* EXTRACT PROVIDED:
Message 22 of 219 (465500)
05-07-2008 3:46 PM
Reply to: Message 17 by iano
05-07-2008 6:51 AM


Monotheists, collectively, are Polytheists.
iano writes:
Grant that there is no need for God to provide classical empirical evidence of his existance - suppose instead that he would have no problem reconforming the arrangement of your mind so as to render you 100% convinced of his existance.
There should never be any need for proselytizing on behalf of this mind arranging God, then. It's interesting that the Christian God chose never to perform any mind arranging on the peoples of the Americas until he was brought there by the Europeans around 500 years ago, yet he had been busy mind arranging in Ireland for about a 1000 years before that.
To thinking people, this would illustrate the obvious; that religions are cultural phenomena spread from human to human, with no supernatural mind arranging involved.

* SUPPLIED DATA:
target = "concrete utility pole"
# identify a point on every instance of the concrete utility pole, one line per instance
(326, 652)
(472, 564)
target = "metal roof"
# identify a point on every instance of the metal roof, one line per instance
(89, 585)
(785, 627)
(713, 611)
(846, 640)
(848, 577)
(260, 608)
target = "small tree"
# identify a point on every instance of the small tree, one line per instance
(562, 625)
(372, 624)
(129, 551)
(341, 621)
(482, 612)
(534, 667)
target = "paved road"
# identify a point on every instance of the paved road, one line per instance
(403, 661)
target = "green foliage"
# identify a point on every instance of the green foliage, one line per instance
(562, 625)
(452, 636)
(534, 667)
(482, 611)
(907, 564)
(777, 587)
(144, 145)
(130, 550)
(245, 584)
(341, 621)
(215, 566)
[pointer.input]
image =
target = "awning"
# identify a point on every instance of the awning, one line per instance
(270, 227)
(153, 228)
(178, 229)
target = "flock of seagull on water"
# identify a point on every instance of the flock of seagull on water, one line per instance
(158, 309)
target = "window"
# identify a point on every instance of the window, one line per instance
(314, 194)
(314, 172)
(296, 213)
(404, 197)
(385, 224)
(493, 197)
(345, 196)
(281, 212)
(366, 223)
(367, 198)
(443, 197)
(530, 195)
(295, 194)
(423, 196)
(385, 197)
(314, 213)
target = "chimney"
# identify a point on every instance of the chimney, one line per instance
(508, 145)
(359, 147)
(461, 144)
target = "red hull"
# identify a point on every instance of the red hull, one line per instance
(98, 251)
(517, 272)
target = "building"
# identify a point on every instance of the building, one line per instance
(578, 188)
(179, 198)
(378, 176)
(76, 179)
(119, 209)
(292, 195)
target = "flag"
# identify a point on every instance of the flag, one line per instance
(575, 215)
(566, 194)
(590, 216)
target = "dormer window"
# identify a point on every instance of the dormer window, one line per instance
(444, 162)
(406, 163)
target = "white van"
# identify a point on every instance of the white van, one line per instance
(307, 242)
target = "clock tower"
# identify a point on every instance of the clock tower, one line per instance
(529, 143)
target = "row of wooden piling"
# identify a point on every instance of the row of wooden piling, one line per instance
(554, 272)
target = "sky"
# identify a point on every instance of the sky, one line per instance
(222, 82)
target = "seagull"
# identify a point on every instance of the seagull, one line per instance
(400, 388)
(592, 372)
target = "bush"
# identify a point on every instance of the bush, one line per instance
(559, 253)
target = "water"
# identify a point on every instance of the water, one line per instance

* TASK GOAL:
Tell whether each of these statements agrees with the forum post. Answer yes or no for each, and quote the words of the forum post that settle it.
1. The reply was posted at 3:46 PM.
2. The forum post says the Christian God was brought to the Americas by the Europeans around 500 years ago.
3. The forum post says mind arranging went on in Ireland for about 2000 years.
The records have nothing to do with the forum post.

* EXERCISE OUTPUT:
1. Yes: "05-07-2008 3:46 PM"
2. Yes: "until he was brought there by the Europeans around 500 years ago"
3. No: "he had been busy mind arranging in Ireland for about a 1000 years before that"